[[ Exercise text, beginning ]]

/NOT FOR DISTRIBUTION TO U.S. NEWSWIRE SERVICES OR FOR
DISSEMINATION IN THE UNITED
STATES. ANY FAILURE TO COMPLY WITH THIS RESTRICTION MAY
CONSTITUTE A VIOLATION OF U.S. SECURITIES LAWS./
TORONTO,
Dec. 18, 2013 /CNW/ - Ecuador Gold
& Copper Corp. (TSX-V: EGX) (the "Company") announces
the exercise by Aura International Services Ltd. ("Aura") of
8,333,333 previously issued warrants to purchase common shares
(each a "Warrant") for total proceeds to the Company of
US$625,000. The Warrants were
exercisable at a price of US$0.075
per common share, and were issued to Aura pursuant to an up to
US$3.25 million private placement by
the Company of which the final tranche closed on December 4, 2013 (the "Private
Placement").
Following the exercise of the Warrants, and
including securities acquired under the Private Placement and
previously, Aura holds a total of 98,063,589 common shares of the
Company and 46,841,252 Warrants, representing approximately 47.4%
of the issued and outstanding common shares of the Company on a
non-diluted basis, and 57.1% of the issued and outstanding common
shares of the Company on an extended partially-diluted basis after
giving effect to the exercise of all of the Warrants held by Aura
following completion of the Private Placement. As previously
reported in the Company's news release dated December 4, 2013, in exchange for the purchase by
Aura of all of the units under the Private Placement, and the
exercise of warrants, providing aggregate gross proceeds of
US$6.2 million to the Company, Aura
will be entitled to nominate up to three directors of the
Company.
Aura is a "related party" to the Company under
MI 61-101 as it is a "control person" of the Company by virtue of
its shareholdings in excess of 20% of all issued and outstanding
Shares of the Company. Accordingly, the exercise of the Warrants is
a "related party transaction" under MI 61-101.

[[ Exercise text, end ]]

Tasks to carry out:
a: In the Ecuador Gold & Copper news release, what price per common share did the warrants Aura exercised carry?
b: Pick up the Ecuador Gold & Copper news release after its final sentence and write a continuation.

[[ Listed entries, beginning ]]

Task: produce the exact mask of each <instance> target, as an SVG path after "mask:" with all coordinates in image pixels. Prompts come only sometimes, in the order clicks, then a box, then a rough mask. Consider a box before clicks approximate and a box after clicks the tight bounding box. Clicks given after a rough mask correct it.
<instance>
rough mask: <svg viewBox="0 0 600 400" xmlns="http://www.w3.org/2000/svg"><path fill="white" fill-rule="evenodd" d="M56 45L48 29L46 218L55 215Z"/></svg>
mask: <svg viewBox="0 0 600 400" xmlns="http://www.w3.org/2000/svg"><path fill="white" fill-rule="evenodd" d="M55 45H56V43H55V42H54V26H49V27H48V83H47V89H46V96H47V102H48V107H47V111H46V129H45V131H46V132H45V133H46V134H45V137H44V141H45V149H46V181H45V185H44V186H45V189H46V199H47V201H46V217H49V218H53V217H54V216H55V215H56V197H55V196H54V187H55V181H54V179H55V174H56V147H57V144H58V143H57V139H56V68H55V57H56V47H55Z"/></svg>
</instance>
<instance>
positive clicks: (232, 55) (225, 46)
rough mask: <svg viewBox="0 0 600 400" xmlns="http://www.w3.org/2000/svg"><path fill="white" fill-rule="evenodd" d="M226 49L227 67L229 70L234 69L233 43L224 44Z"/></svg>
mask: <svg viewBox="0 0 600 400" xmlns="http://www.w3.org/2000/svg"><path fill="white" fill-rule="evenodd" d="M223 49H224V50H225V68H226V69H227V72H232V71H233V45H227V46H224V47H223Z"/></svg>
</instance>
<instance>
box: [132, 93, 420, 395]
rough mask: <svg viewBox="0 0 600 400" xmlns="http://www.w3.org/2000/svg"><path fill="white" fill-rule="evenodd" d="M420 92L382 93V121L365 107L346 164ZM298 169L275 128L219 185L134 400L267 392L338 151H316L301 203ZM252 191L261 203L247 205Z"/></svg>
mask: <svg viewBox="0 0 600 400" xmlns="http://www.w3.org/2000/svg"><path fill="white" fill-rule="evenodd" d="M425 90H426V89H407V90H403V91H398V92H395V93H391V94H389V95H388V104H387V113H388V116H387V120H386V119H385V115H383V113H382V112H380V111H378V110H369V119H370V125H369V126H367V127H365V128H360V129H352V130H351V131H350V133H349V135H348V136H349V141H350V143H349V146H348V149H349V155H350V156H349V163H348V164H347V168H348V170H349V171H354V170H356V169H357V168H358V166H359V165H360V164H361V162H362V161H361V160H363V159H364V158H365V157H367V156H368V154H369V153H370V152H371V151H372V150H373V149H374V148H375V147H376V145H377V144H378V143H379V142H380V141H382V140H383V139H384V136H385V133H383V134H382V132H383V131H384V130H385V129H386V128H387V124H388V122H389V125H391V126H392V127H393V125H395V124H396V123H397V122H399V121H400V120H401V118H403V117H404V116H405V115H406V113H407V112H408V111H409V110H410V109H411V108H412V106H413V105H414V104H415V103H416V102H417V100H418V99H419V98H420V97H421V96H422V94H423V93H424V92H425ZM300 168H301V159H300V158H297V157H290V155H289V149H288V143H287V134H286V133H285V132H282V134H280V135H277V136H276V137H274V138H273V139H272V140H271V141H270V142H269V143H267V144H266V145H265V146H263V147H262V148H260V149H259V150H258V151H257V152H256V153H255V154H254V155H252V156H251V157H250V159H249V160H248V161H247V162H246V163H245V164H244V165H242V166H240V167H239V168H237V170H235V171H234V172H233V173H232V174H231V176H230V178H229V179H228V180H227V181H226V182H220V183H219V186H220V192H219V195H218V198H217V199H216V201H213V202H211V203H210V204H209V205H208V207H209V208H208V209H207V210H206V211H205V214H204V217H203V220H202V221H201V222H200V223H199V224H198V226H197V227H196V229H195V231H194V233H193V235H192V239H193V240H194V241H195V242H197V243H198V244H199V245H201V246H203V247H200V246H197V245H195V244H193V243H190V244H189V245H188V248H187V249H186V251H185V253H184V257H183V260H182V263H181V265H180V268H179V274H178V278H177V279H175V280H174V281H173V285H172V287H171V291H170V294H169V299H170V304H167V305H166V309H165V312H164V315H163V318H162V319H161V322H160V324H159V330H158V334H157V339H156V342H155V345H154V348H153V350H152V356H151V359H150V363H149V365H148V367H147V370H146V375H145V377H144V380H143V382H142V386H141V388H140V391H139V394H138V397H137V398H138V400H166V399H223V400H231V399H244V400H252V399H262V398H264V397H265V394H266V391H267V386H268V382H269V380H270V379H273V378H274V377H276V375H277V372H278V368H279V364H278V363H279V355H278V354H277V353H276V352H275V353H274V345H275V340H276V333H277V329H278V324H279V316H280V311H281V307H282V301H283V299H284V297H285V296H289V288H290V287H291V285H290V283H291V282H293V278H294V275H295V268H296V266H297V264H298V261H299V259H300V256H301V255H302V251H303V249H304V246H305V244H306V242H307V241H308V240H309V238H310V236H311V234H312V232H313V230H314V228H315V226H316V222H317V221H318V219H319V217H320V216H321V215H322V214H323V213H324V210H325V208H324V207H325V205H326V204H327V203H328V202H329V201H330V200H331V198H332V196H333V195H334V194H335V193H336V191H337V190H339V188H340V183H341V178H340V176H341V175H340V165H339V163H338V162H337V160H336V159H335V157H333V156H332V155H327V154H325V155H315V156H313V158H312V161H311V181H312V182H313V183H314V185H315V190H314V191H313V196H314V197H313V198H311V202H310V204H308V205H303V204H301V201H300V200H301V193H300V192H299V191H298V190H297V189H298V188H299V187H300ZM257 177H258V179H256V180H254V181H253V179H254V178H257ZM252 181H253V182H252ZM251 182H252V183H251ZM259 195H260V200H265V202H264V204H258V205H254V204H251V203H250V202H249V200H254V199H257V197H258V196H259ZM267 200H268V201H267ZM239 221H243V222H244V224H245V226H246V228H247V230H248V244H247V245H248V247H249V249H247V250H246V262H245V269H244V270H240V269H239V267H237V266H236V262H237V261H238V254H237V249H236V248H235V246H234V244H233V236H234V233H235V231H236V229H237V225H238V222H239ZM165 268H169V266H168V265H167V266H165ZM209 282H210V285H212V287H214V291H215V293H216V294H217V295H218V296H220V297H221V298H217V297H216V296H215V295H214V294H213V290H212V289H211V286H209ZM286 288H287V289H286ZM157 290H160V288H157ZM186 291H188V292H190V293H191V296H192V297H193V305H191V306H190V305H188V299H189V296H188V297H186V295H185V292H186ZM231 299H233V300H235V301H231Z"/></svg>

[[ Listed entries, end ]]

Numbered responses:
a: US$0.075 per common share.

b:
The Private Placement, including the issuance of
the Warrants and the underlying common shares upon exercise
thereof, was unanimously approved by the board of directors of the
Company effective August 14, 2013.
The Company also received minority shareholder approval for the
Private Placement pursuant to Multilateral Instrument 61-101
Protection of Minority Security Holders in Special Transactions
("MI 61-101") at a special meeting of the shareholders
of the Company held on October 11,
2013 (the "Shareholders' Meeting").
The subscription by Aura for the Units purchased
by it was agreed to by the Company on November 6, 2013 pursuant to a subscription
agreement containing the customary provisions for the subscription
of units of a reporting issuer with such shares comprising the
Units posted and listed for trading on the TSX Venture
Exchange.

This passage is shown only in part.